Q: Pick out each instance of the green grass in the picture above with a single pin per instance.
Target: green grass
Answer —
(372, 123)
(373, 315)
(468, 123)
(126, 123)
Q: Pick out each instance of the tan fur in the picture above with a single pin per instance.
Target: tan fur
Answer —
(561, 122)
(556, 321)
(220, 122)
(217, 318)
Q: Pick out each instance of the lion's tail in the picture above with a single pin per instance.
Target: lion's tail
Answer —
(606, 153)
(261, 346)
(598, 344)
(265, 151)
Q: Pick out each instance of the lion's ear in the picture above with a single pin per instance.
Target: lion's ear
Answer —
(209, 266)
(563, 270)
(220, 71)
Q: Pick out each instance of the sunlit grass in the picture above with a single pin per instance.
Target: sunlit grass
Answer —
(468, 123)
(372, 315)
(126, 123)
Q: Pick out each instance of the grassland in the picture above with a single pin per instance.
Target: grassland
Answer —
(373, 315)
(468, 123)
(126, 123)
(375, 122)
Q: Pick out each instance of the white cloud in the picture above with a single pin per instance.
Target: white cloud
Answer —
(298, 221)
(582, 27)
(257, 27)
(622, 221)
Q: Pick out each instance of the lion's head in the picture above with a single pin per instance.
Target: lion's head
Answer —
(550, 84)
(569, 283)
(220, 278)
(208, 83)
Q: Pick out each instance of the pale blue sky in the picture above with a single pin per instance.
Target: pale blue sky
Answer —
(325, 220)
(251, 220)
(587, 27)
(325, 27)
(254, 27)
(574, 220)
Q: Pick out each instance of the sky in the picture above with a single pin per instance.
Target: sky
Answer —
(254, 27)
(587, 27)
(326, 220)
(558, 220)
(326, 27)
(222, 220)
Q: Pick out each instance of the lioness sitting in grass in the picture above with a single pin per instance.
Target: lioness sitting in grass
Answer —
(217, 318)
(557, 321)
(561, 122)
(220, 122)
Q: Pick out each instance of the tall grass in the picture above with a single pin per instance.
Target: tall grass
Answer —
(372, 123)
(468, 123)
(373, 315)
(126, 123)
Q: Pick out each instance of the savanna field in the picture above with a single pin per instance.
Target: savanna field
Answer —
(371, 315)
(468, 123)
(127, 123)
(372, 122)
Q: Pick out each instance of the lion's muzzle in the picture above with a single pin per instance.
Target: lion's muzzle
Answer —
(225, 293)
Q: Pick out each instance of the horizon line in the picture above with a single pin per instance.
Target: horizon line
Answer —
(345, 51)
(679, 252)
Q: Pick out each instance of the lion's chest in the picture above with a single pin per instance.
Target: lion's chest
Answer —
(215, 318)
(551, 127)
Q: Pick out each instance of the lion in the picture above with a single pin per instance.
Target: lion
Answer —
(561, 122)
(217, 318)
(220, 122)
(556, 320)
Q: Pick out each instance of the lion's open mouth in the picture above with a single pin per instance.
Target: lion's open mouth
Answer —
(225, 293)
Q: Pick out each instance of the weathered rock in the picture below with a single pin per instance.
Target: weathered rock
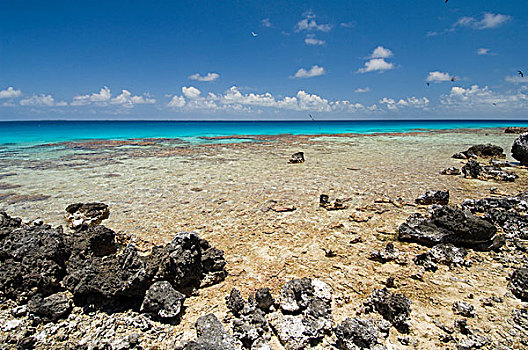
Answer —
(515, 130)
(449, 225)
(51, 308)
(32, 258)
(163, 301)
(234, 302)
(307, 313)
(394, 307)
(86, 214)
(446, 254)
(450, 171)
(464, 309)
(297, 158)
(328, 204)
(357, 332)
(520, 149)
(433, 197)
(389, 253)
(486, 151)
(472, 169)
(211, 336)
(518, 284)
(264, 299)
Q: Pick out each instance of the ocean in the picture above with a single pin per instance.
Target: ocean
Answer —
(31, 133)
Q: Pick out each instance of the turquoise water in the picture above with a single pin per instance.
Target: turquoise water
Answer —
(38, 132)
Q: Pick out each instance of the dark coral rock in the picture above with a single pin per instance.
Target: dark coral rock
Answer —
(394, 307)
(472, 169)
(297, 158)
(163, 301)
(357, 332)
(211, 336)
(433, 197)
(449, 225)
(520, 149)
(32, 258)
(51, 308)
(86, 214)
(518, 284)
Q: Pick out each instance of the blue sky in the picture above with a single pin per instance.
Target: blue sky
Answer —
(266, 60)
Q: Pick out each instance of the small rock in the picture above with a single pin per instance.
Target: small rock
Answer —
(464, 309)
(297, 158)
(163, 301)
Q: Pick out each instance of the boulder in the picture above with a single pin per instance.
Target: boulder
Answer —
(51, 308)
(433, 197)
(518, 284)
(86, 214)
(520, 149)
(211, 336)
(297, 158)
(393, 307)
(163, 301)
(32, 258)
(447, 224)
(357, 332)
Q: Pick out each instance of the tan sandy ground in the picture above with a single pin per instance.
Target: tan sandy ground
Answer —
(224, 192)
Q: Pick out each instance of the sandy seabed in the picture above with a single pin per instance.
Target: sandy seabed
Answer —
(226, 192)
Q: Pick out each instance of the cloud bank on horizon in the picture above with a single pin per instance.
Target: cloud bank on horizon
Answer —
(329, 59)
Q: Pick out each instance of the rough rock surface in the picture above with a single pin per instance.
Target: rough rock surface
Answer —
(32, 258)
(484, 151)
(520, 149)
(518, 284)
(472, 169)
(297, 158)
(211, 336)
(433, 197)
(394, 307)
(357, 332)
(446, 254)
(163, 301)
(447, 224)
(86, 214)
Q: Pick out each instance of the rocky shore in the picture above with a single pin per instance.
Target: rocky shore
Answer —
(441, 267)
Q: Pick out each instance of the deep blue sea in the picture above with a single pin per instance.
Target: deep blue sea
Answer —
(36, 132)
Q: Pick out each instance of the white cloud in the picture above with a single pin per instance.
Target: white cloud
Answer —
(177, 101)
(100, 98)
(437, 76)
(126, 99)
(362, 90)
(266, 23)
(376, 64)
(10, 92)
(312, 40)
(381, 52)
(308, 23)
(208, 77)
(488, 21)
(191, 92)
(313, 72)
(38, 101)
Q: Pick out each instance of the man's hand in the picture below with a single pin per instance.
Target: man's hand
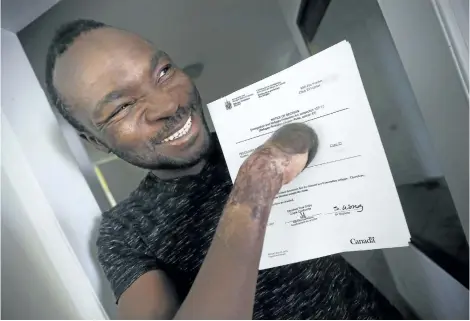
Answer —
(225, 285)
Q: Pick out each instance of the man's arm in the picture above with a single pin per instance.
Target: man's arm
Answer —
(225, 285)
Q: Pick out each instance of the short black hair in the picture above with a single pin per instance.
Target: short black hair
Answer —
(64, 37)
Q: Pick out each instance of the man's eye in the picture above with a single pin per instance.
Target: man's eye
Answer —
(124, 106)
(164, 71)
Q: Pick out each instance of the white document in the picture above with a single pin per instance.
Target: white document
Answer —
(345, 200)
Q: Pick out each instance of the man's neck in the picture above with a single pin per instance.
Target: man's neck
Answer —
(176, 173)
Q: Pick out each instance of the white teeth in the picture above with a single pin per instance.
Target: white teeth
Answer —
(183, 131)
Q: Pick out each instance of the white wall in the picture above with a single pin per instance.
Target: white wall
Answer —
(25, 107)
(41, 276)
(430, 66)
(392, 101)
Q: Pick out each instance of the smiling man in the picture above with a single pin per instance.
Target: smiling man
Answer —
(187, 243)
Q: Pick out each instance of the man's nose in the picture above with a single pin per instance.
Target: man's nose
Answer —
(160, 105)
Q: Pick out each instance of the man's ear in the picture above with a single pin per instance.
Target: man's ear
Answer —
(95, 142)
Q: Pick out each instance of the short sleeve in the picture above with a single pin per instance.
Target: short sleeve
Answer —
(123, 256)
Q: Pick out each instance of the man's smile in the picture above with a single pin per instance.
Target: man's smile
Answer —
(182, 131)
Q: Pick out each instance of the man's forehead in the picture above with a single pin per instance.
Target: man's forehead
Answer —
(100, 60)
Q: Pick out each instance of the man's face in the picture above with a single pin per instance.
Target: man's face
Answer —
(132, 99)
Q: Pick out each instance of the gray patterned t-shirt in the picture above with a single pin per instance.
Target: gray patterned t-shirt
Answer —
(169, 225)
===============
▸ **Assignment**: Your task is to quote the lines above, beginning with the first and ending with the one that holds "Target: lion's tail".

▸ **Result below**:
Q: Pick out each instance of the green grass in the picture above with a single pin per instance.
Target: green grass
Answer —
(372, 123)
(373, 315)
(468, 123)
(126, 123)
Q: Pick out each instance of the tan fur in the picture above with a single pin per instance.
Target: tan fur
Answer —
(561, 122)
(556, 321)
(220, 122)
(217, 318)
Q: Pick out each instance of the lion's tail in the picture above with a single pin per instance.
Target: lion's tail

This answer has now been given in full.